Requests -
(A) Using the Melissa Franklin passage, answer each question:
(i) At what age was Melissa Franklin signed up for swim lessons?
(ii) Where will she make her international debut?
(iii) What color are her eyes, according to D.A. Franklin?
(B) From the Melissa Franklin passage, return the text starting with "That’s when things" and going on through "on her face.", copied without changes.
(C) Decide whether each statement agrees with the Melissa Franklin passage, answering yes or no and quoting the words that settle it:
(i) D.A. Franklin was afraid of the water when she was growing up.
(ii) Like the other babies in the pool, Melissa Franklin cried.
(iii) Melissa Franklin kept her eyes shut underwater.
BEGIN Document excerpt
Melissa Franklin, who will make her international debut at World Cups in Europe next week, celebrates a victory last year. (D.A. Franklin)
D.A. Franklin grew up afraid of the water, so she wanted to make sure her only child overcame that anxiety early. Without any more thought than that, she signed up for “Mommy and Me” swim lessons when Melissa Franklin was six months old.
That’s when things first got strange.
In a pool filled with crying babies, screaming babies, or others clutching their mothers’s necks, D.A. Franklin’s baby wanted to swim. And Melissa Franklin disappeared into the water with eyes wide open and a grin on her face.
“You’d see her underwater, smiling with her big green eyes open,” D.A. Franklin said. “It was just incredible.”
END Document excerpt
BEGIN Recorded information
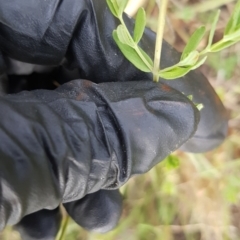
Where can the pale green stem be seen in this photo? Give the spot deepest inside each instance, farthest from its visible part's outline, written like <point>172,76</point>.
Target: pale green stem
<point>159,39</point>
<point>64,228</point>
<point>136,47</point>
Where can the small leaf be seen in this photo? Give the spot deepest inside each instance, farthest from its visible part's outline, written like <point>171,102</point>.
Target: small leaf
<point>131,54</point>
<point>199,106</point>
<point>190,60</point>
<point>140,24</point>
<point>112,7</point>
<point>193,41</point>
<point>149,60</point>
<point>234,22</point>
<point>124,37</point>
<point>121,6</point>
<point>219,46</point>
<point>213,28</point>
<point>199,63</point>
<point>174,73</point>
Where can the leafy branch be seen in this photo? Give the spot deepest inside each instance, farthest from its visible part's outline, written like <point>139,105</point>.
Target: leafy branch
<point>191,58</point>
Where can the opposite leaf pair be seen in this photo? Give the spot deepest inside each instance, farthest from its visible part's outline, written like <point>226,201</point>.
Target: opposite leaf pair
<point>190,59</point>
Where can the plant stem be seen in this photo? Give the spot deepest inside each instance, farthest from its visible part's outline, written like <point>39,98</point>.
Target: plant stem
<point>159,39</point>
<point>64,227</point>
<point>136,46</point>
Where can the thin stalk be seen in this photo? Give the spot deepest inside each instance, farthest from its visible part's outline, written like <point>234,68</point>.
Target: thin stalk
<point>64,228</point>
<point>159,39</point>
<point>136,46</point>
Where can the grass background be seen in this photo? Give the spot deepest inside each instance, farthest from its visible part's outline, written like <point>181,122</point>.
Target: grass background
<point>188,196</point>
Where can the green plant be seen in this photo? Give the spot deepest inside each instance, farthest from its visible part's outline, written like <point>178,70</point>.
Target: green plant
<point>191,58</point>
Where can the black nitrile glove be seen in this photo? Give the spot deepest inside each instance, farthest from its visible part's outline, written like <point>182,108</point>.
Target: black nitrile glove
<point>79,34</point>
<point>58,146</point>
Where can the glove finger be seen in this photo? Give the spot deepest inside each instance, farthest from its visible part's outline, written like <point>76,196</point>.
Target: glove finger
<point>97,212</point>
<point>41,225</point>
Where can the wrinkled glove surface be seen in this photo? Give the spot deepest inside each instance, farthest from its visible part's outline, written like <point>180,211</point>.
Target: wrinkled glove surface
<point>61,145</point>
<point>78,34</point>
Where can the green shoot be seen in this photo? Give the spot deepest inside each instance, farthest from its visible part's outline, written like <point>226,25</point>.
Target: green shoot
<point>159,39</point>
<point>191,58</point>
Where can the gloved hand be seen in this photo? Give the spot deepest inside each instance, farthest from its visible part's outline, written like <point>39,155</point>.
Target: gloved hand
<point>79,34</point>
<point>58,146</point>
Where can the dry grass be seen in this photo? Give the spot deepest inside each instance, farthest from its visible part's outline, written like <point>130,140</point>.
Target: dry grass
<point>198,199</point>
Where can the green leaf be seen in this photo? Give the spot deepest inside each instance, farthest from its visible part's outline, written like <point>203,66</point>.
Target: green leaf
<point>190,60</point>
<point>113,7</point>
<point>193,41</point>
<point>219,46</point>
<point>234,22</point>
<point>131,54</point>
<point>199,63</point>
<point>149,60</point>
<point>124,37</point>
<point>140,24</point>
<point>211,34</point>
<point>121,6</point>
<point>175,72</point>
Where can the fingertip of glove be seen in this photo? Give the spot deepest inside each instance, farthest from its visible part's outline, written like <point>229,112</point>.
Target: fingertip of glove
<point>41,225</point>
<point>97,212</point>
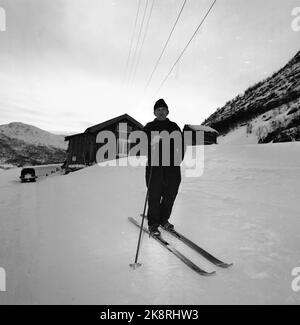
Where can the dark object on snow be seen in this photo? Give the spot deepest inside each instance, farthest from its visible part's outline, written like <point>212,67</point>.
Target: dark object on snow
<point>28,175</point>
<point>160,103</point>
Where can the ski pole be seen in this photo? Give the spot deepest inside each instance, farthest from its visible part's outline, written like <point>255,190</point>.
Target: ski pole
<point>136,264</point>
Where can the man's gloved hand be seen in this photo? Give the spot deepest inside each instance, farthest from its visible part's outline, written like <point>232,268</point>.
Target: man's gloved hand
<point>155,140</point>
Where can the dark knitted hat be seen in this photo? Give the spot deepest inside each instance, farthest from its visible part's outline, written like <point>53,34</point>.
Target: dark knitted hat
<point>160,103</point>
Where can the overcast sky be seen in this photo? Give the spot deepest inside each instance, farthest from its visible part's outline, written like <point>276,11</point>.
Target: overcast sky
<point>63,62</point>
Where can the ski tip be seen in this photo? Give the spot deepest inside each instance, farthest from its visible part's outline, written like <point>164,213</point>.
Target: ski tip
<point>225,265</point>
<point>209,273</point>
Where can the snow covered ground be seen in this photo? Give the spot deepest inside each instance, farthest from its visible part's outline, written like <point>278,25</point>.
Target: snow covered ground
<point>67,240</point>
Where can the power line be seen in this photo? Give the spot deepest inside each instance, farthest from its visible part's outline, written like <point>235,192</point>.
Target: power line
<point>165,46</point>
<point>180,56</point>
<point>132,37</point>
<point>144,38</point>
<point>139,37</point>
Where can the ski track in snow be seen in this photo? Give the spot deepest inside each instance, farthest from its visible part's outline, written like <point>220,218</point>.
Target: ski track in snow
<point>66,239</point>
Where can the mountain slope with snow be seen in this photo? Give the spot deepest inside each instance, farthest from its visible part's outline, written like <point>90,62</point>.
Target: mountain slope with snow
<point>269,110</point>
<point>66,239</point>
<point>32,135</point>
<point>22,144</point>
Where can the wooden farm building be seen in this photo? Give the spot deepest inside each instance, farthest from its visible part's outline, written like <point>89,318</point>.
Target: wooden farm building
<point>210,134</point>
<point>83,147</point>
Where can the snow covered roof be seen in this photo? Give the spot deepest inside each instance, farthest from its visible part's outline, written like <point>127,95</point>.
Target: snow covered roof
<point>98,127</point>
<point>202,128</point>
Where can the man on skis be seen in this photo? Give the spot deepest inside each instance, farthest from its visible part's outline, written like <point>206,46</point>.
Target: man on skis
<point>163,176</point>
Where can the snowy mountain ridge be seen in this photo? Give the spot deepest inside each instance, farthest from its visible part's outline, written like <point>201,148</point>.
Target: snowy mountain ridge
<point>22,144</point>
<point>32,135</point>
<point>267,112</point>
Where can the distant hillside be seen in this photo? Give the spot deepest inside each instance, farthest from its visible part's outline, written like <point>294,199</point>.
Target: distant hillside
<point>269,110</point>
<point>20,153</point>
<point>32,135</point>
<point>22,144</point>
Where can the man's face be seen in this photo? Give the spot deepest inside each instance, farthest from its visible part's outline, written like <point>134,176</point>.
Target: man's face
<point>161,113</point>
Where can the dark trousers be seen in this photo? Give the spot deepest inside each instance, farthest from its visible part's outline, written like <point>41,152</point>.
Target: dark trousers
<point>163,189</point>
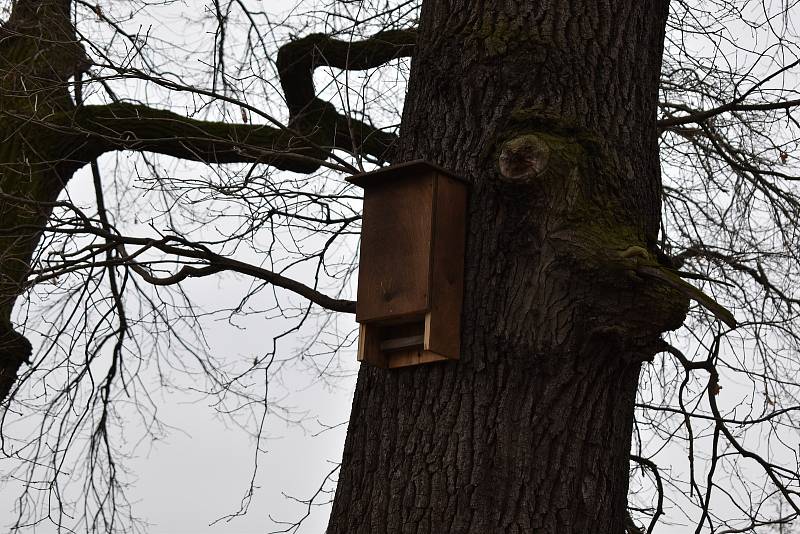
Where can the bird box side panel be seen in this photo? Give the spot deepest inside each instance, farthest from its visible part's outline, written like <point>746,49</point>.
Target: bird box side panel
<point>396,235</point>
<point>443,322</point>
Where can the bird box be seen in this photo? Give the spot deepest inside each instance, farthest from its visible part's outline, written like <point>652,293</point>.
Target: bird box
<point>411,270</point>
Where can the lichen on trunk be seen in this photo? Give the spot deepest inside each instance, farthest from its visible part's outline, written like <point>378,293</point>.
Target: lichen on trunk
<point>548,109</point>
<point>39,53</point>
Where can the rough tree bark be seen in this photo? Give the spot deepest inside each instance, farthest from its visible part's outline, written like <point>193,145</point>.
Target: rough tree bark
<point>548,108</point>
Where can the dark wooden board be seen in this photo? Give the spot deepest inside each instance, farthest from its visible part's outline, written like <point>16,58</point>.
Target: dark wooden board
<point>394,269</point>
<point>443,322</point>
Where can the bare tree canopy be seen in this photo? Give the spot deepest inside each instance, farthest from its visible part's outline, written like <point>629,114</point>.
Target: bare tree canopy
<point>630,339</point>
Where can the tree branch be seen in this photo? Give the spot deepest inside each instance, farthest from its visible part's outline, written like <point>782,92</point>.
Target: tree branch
<point>298,59</point>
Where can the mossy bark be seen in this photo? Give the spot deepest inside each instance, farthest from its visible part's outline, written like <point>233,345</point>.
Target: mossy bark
<point>530,430</point>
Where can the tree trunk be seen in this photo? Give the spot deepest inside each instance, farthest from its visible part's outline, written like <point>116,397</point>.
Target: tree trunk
<point>548,108</point>
<point>39,52</point>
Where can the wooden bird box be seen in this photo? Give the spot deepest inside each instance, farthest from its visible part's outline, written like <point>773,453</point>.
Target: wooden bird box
<point>411,270</point>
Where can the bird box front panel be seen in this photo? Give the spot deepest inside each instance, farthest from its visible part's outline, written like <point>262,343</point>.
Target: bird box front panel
<point>395,264</point>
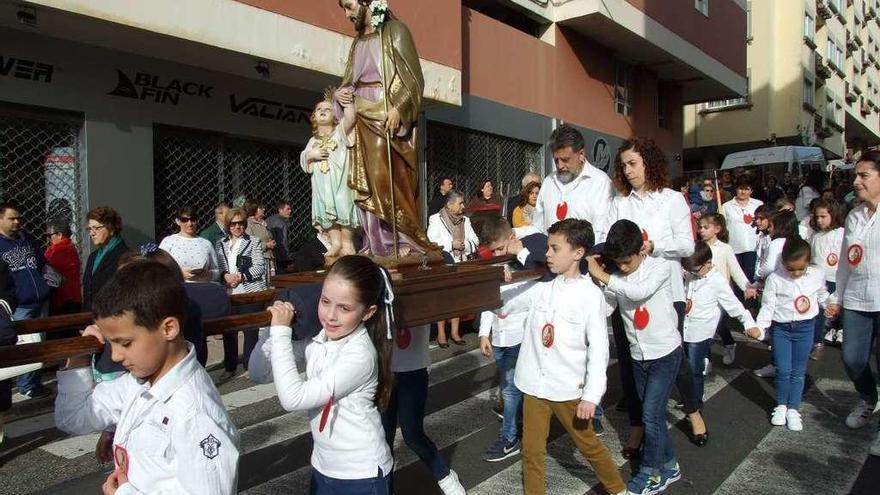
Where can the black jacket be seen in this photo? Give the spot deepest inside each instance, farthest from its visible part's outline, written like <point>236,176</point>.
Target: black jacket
<point>92,282</point>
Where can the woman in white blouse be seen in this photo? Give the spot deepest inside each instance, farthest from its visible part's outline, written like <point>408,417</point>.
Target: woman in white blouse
<point>858,290</point>
<point>642,179</point>
<point>195,255</point>
<point>451,230</point>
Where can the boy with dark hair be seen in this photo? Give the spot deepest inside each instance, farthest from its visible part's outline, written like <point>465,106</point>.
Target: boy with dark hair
<point>172,432</point>
<point>643,291</point>
<point>564,356</point>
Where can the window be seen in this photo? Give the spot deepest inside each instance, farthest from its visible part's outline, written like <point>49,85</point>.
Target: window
<point>809,92</point>
<point>734,102</point>
<point>809,26</point>
<point>623,92</point>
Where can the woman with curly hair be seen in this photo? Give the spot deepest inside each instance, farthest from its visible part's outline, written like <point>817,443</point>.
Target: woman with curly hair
<point>641,177</point>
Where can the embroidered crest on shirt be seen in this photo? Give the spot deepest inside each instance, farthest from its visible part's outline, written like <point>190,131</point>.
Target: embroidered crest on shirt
<point>210,446</point>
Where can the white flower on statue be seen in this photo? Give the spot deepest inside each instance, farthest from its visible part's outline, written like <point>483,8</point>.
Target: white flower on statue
<point>379,11</point>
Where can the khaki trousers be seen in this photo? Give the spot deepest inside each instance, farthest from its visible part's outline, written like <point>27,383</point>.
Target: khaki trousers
<point>536,427</point>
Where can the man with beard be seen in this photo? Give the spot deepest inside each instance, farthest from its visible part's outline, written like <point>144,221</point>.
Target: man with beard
<point>383,53</point>
<point>576,190</point>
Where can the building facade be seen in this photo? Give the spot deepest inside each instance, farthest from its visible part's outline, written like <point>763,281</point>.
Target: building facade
<point>813,75</point>
<point>147,106</point>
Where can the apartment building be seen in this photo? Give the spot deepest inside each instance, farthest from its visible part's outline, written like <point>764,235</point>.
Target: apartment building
<point>812,81</point>
<point>147,105</point>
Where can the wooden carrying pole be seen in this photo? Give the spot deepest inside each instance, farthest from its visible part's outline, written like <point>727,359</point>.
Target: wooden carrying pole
<point>55,351</point>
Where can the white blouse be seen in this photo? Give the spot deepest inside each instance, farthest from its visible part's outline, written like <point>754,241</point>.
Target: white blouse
<point>743,234</point>
<point>665,220</point>
<point>858,274</point>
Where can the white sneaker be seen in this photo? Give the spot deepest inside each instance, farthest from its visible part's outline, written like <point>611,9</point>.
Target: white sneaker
<point>450,484</point>
<point>793,420</point>
<point>768,371</point>
<point>729,354</point>
<point>779,416</point>
<point>875,445</point>
<point>860,415</point>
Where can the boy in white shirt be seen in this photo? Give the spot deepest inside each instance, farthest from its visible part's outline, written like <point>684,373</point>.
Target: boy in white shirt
<point>563,359</point>
<point>173,434</point>
<point>708,292</point>
<point>643,291</point>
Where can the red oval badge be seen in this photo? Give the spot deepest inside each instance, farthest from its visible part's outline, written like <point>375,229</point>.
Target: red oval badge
<point>547,335</point>
<point>403,338</point>
<point>641,318</point>
<point>802,304</point>
<point>561,210</point>
<point>854,254</point>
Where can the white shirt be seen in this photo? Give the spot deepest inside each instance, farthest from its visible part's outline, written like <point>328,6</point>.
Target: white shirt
<point>410,351</point>
<point>665,219</point>
<point>772,260</point>
<point>586,197</point>
<point>440,235</point>
<point>825,247</point>
<point>788,299</point>
<point>743,235</point>
<point>858,274</point>
<point>706,297</point>
<point>725,263</point>
<point>192,253</point>
<point>352,445</point>
<point>647,290</point>
<point>175,436</point>
<point>507,324</point>
<point>564,351</point>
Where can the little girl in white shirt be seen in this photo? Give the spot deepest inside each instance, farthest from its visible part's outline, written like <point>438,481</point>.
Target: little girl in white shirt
<point>348,375</point>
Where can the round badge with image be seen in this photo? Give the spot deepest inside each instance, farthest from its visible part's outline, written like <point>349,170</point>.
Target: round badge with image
<point>802,304</point>
<point>547,335</point>
<point>854,254</point>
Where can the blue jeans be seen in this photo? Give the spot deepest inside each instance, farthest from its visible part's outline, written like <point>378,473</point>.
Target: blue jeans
<point>820,319</point>
<point>31,380</point>
<point>406,408</point>
<point>654,379</point>
<point>696,355</point>
<point>858,344</point>
<point>325,485</point>
<point>791,350</point>
<point>505,359</point>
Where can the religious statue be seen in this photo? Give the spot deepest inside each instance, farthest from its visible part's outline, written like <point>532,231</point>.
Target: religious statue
<point>326,158</point>
<point>383,79</point>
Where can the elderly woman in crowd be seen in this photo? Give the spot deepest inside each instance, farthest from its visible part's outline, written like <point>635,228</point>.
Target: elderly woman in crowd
<point>452,231</point>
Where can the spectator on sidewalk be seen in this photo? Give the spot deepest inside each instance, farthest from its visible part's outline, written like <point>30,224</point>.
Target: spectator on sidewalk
<point>22,252</point>
<point>63,257</point>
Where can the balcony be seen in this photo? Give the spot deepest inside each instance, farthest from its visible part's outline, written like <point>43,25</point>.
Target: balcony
<point>823,9</point>
<point>822,69</point>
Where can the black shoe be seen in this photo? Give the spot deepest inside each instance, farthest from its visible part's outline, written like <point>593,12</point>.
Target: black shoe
<point>701,440</point>
<point>38,392</point>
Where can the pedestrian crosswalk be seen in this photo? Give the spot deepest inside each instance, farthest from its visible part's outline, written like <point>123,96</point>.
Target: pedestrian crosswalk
<point>745,454</point>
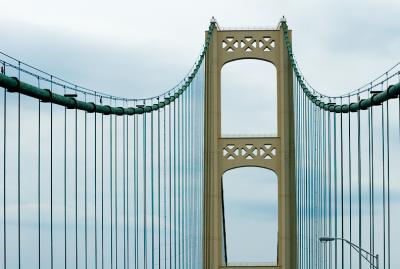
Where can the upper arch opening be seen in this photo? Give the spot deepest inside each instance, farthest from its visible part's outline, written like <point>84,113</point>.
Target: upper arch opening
<point>249,98</point>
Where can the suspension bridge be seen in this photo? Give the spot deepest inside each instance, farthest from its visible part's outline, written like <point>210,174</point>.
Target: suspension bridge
<point>92,180</point>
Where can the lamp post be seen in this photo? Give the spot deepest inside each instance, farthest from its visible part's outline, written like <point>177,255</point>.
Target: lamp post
<point>360,250</point>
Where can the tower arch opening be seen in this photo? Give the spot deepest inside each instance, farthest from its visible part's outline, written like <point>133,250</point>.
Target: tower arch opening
<point>249,98</point>
<point>250,216</point>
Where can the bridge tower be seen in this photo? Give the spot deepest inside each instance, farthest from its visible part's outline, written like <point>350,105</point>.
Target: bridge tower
<point>227,46</point>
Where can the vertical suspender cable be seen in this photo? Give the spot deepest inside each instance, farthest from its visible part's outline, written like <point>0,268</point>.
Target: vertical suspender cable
<point>158,185</point>
<point>116,187</point>
<point>95,186</point>
<point>85,138</point>
<point>165,185</point>
<point>175,179</point>
<point>335,182</point>
<point>135,185</point>
<point>111,191</point>
<point>359,183</point>
<point>19,170</point>
<point>65,186</point>
<point>4,177</point>
<point>170,184</point>
<point>341,184</point>
<point>152,186</point>
<point>39,181</point>
<point>144,194</point>
<point>371,142</point>
<point>127,191</point>
<point>51,175</point>
<point>388,171</point>
<point>124,188</point>
<point>370,177</point>
<point>102,191</point>
<point>383,184</point>
<point>350,192</point>
<point>76,187</point>
<point>179,181</point>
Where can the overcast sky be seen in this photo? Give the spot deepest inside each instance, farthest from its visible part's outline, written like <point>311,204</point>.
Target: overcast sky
<point>142,48</point>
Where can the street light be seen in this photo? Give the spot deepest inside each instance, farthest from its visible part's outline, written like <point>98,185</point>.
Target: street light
<point>360,250</point>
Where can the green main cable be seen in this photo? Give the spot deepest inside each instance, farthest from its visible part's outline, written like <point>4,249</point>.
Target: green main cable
<point>391,92</point>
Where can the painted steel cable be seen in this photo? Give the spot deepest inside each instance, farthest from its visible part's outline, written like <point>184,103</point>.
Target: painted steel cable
<point>88,204</point>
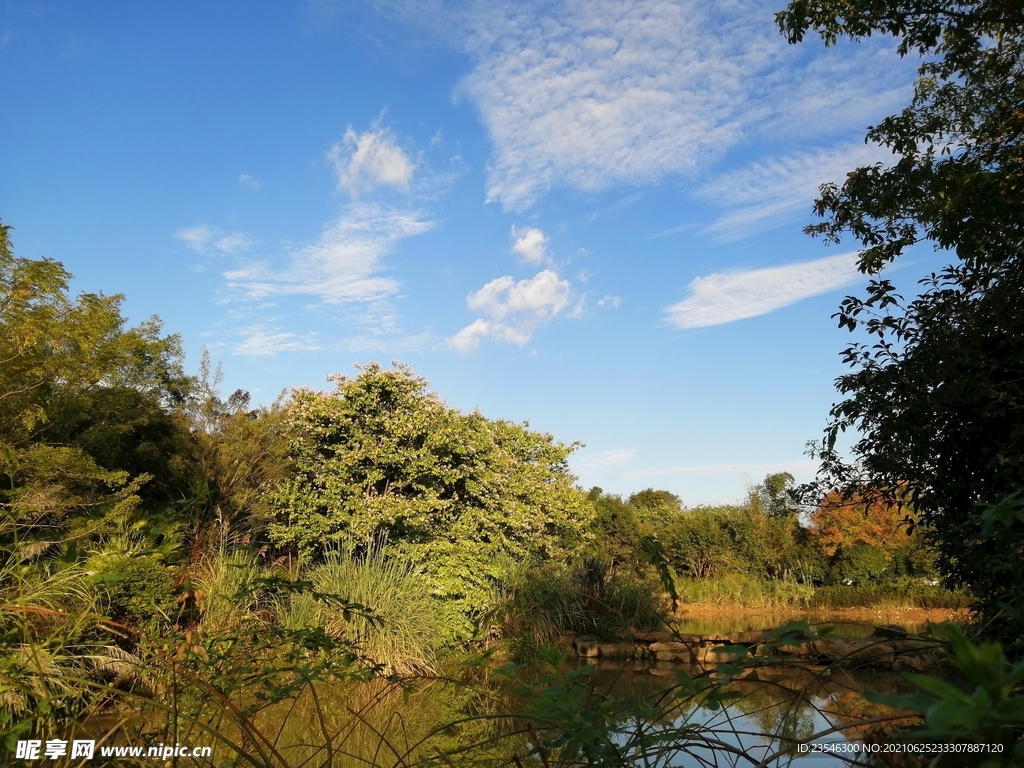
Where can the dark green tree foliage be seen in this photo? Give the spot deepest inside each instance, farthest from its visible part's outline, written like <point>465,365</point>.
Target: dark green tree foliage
<point>654,507</point>
<point>858,565</point>
<point>616,531</point>
<point>383,460</point>
<point>85,422</point>
<point>776,495</point>
<point>937,398</point>
<point>713,541</point>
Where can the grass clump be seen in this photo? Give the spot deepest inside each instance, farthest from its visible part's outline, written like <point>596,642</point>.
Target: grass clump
<point>400,630</point>
<point>909,596</point>
<point>744,591</point>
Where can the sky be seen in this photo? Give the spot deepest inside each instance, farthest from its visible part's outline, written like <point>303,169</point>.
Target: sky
<point>586,215</point>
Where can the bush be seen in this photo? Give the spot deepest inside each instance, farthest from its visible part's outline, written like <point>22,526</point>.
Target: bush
<point>916,596</point>
<point>858,564</point>
<point>736,589</point>
<point>143,592</point>
<point>402,631</point>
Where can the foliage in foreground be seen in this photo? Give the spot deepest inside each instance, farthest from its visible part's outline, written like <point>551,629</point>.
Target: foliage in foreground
<point>936,394</point>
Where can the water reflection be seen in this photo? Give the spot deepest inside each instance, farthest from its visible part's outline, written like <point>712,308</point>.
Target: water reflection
<point>479,720</point>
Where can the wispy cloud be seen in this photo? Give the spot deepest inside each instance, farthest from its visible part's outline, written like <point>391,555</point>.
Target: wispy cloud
<point>613,458</point>
<point>343,265</point>
<point>259,341</point>
<point>591,93</point>
<point>514,310</point>
<point>366,161</point>
<point>725,297</point>
<point>209,240</point>
<point>801,467</point>
<point>530,244</point>
<point>767,193</point>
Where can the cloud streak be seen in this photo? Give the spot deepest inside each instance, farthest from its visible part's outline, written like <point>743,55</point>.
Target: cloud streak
<point>767,193</point>
<point>514,310</point>
<point>530,244</point>
<point>343,265</point>
<point>726,297</point>
<point>207,240</point>
<point>591,93</point>
<point>364,162</point>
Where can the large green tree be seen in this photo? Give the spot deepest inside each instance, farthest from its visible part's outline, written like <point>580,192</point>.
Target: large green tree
<point>87,427</point>
<point>382,461</point>
<point>937,396</point>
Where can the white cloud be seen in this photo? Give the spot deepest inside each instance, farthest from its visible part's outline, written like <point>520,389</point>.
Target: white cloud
<point>529,244</point>
<point>725,297</point>
<point>542,296</point>
<point>207,240</point>
<point>612,458</point>
<point>799,467</point>
<point>515,309</point>
<point>342,265</point>
<point>262,342</point>
<point>366,161</point>
<point>590,93</point>
<point>766,193</point>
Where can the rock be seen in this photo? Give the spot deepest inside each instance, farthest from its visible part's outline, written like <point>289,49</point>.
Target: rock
<point>651,637</point>
<point>907,663</point>
<point>909,646</point>
<point>748,638</point>
<point>702,653</point>
<point>689,639</point>
<point>804,649</point>
<point>617,650</point>
<point>830,647</point>
<point>890,632</point>
<point>669,647</point>
<point>716,654</point>
<point>665,655</point>
<point>587,646</point>
<point>876,653</point>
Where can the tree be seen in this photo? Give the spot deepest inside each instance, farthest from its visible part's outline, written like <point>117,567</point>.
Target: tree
<point>616,531</point>
<point>843,522</point>
<point>654,507</point>
<point>775,495</point>
<point>382,461</point>
<point>937,398</point>
<point>85,403</point>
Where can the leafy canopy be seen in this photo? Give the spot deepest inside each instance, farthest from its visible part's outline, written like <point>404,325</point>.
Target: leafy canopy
<point>382,460</point>
<point>937,396</point>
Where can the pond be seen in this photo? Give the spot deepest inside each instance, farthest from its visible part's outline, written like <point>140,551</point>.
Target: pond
<point>633,708</point>
<point>628,712</point>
END Recorded information
Answers below -
(A)
(i) Six months old.
(ii) At World Cups in Europe next week.
(iii) Green.

(B)
That’s when things first got strange.
In a pool filled with crying babies, screaming babies, or others clutching their mothers’s necks, D.A. Franklin’s baby wanted to swim. And Melissa Franklin disappeared into the water with eyes wide open and a grin on her face.

(C)
(i) Yes: "D.A. Franklin grew up afraid of the water"
(ii) No: "D.A. Franklin’s baby wanted to swim."
(iii) No: "disappeared into the water with eyes wide open and a grin on her face"